EXERCISE PROMPT: Write a continuation of the passage below about the documentary Mother Teresa: No Greater Love, starting right after its final sentence.

The great strength of the powerful new documentary Mother Teresa: No Greater Love is that while it traces St. Teresa of Calcutta’s biography, it focuses vigorously on her living legacy: the Missionaries of Charity around the world. The feature-length film, produced by the Knights of Columbus, takes us to visit the Missionaries in Brazil, Kenya, Haiti, India, the Philippines, New York City and Washington DC. We hear from several Sisters about how Mother taught them to see and embrace their mission, and we see them ministering to those they serve—people ravaged by extreme poverty and neglect, drug addicts, disabled children abandoned by their families, and the dying. Though the suffering we see is heartbreaking at first, the love and joy that the Sisters bring transform the scenes into something beautiful.
Interspersed with these contemporary visits are re-enacted scenes from Mother’s early life as well as photos and films of Mother herself through the years and interviews with some of those who knew her. I was moved to see clips from the black and white 1969 BBC documentary, Something Beautiful for God, through which (and the book of the same name) the great British journalist and pundit Malcom Muggeridge—who later became a dear friend of the Human Life Review—introduced Mother to the world. Especially this famous scene: Mother is with Muggeridge in India, showing him the abandoned newborn babies, all lined up in a crib, and he asks if they are unwanted, and Mother says: “Nobody claims them, they are brought here mostly by teenagers, school girls and boys.” Muggeridge says “look at that tiny one, that’s the tiniest baby I’ve ever seen.” Mother Teresa lovingly scoops up this terribly fragile little girl and says, “she’s two weeks old … still, there is life in her! And the life of God is in her.”

DATA SECTION:
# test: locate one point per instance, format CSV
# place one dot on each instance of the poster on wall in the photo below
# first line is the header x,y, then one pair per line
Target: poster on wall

...

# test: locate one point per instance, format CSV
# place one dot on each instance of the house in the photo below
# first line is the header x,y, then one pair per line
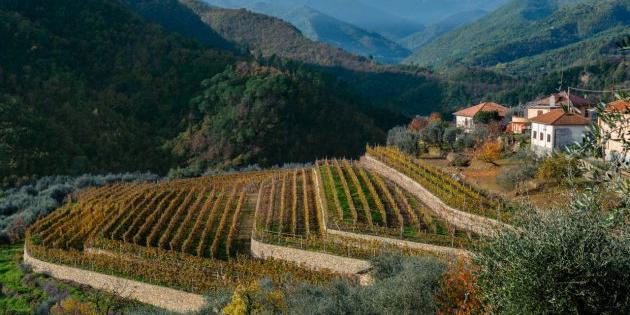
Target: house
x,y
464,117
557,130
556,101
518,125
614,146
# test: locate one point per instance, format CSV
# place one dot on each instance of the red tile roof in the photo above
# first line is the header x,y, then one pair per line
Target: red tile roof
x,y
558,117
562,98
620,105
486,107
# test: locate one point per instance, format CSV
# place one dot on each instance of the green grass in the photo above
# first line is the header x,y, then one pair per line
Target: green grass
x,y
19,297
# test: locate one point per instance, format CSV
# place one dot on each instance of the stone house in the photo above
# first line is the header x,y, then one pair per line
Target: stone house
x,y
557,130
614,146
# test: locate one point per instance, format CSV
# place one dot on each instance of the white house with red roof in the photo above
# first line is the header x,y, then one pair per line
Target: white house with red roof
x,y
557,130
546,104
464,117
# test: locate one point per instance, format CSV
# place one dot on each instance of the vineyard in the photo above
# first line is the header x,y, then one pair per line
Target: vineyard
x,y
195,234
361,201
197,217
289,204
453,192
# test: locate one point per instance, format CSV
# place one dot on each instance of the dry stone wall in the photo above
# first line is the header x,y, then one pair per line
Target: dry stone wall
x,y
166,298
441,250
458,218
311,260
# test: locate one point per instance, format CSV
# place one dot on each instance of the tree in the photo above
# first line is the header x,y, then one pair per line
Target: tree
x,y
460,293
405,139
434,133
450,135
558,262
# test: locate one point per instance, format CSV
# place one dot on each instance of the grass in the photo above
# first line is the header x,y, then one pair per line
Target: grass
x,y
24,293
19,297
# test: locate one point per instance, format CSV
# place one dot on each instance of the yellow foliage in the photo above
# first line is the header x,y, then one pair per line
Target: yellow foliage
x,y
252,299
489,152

* * *

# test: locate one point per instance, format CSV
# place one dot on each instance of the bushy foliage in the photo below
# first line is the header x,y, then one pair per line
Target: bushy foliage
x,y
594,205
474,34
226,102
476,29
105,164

ANSWER BOX:
As Muggeridge describes the scene in the book, Mother’s “face is glowing and triumphant; as it might be the mother of all of us glorying in what we possess—this life in us, in our world, in the universe, which, however low it flickers or fiercely burns, is still a dying flame, which no man dare presume to put out, be his motives ever so human or enlightened.”
The film also looks back to the ’80s, when Mother Teresa opened the first hospices for AIDS patients, in NYC and in Washington DC. This was at the height of fear and panic, and she faced enormous opposition, including from Catholics. But Mother understood, said a Sister, that AIDS victims were the new lepers of society. She and the Sisters and volunteers started caring for these dying men. 91-year-old volunteer Gen Principe, who started volunteering with Mother in 1983 (and still does, in Harlem) said of his time at the first AIDS hospice: “Some of the people who had AIDS told us that, in the hospital, they would leave the food at the edge of the door (and they couldn’t get out of bed) they were so scared … but with us? … We bathed them, washed them, changed their diapers, etc.—that was Mother.”
It all seems so heroic and beyond our capabilities, but Mother Teresa famously said “Not all of us can do great things. But we can do small things with great love.” It didn’t matter to Mother who a person was: his religion, politics, sexual orientation, addictions—as she said, some were Jesus in a very “distressing disguise.” But they were all Jesus to her, and she did what she could for them, even if it was holding them as they died.
These are small glimpses into a film bursting with the joy and divine light surrounding Mother Teresa and her miraculous legacy. It is playing in selected theaters across the country for two days only, October 3rd and 4th. Go see it!